**SHORT EXERCISE**
Copy out the part of the material that opens with the line containing "Data-labeling checklist — object class = twine knot." and closes with the line containing "316,90,1024,498", keeping every line in it. Offset each bounding-box coordinate in its answers by adding -10.

[BEGIN INPUT DATA]

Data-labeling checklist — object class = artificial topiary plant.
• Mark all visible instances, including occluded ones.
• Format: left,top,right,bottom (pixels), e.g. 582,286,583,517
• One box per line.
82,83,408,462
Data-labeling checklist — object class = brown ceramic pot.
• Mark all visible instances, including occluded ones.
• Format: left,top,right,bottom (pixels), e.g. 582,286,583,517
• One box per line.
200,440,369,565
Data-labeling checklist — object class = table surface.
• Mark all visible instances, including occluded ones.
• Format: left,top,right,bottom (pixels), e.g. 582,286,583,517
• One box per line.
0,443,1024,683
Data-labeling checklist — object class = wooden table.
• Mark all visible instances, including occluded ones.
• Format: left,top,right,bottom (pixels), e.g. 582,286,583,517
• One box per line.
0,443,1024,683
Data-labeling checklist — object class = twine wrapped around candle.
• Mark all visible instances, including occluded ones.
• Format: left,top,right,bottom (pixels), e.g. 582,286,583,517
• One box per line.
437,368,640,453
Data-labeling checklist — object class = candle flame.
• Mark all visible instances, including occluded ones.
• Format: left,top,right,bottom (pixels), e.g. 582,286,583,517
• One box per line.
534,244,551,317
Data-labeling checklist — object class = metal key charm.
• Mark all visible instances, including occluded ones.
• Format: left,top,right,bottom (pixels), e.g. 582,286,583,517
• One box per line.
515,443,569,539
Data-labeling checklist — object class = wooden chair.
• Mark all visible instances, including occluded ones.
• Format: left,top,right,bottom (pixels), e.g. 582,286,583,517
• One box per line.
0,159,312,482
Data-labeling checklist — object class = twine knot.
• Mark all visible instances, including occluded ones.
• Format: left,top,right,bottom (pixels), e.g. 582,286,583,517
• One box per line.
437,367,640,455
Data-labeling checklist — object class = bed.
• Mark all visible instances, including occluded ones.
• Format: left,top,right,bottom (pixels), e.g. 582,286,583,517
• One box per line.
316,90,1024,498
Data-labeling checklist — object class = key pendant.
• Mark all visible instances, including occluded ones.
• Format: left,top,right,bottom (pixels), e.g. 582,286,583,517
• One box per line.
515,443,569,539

[END INPUT DATA]

**WRITTEN RESPONSE**
Data-labeling checklist — object class = twine knot.
• Mark all visible instances, including occluded ones.
• Format: left,top,right,bottom (pixels), e.g. 582,286,583,517
• One box per line.
427,357,630,445
Data-labeling checklist — object class = bed.
• Mark all visible instances, including occluded ones.
• Format: left,top,right,bottom (pixels), e.g. 582,286,583,517
• One box per line.
306,80,1014,488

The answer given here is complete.